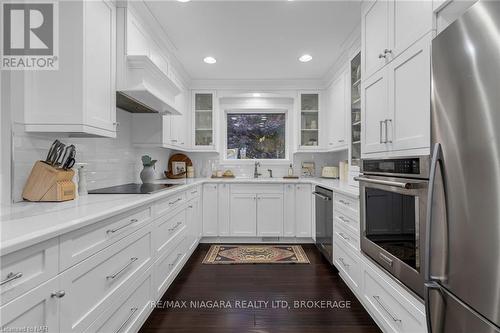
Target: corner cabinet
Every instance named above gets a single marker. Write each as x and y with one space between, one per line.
79 98
203 104
309 131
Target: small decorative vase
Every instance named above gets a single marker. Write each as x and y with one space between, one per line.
148 175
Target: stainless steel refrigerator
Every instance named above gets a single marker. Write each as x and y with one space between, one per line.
463 237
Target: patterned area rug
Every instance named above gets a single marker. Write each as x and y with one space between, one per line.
********************
Task goal » Can you rewrite every line of the records above as a Markdown table with a Row column for the row number and a Line column for the line's text, skipping blank lines and leaving the pictures out?

Full output »
| Row | Line |
|---|---|
| 1 | Target: corner cabinet |
| 2 | Every instance named above gets a single marker. Write each as x and y with one space between, one per line. |
| 3 | 79 98 |
| 4 | 203 104 |
| 5 | 309 131 |
| 6 | Target: small decorative vase |
| 7 | Every instance named above gets a single marker. Write each as x and y with one space between, one per line. |
| 8 | 148 175 |
| 9 | Target: stainless steel refrigerator |
| 10 | Every instance named above gets a single marker. Write each as x and y with one space between, one per line. |
| 11 | 463 237 |
| 12 | Target: patterned area rug |
| 13 | Every instance named above gets a single marker. Write each as x and y with one space between, one per line. |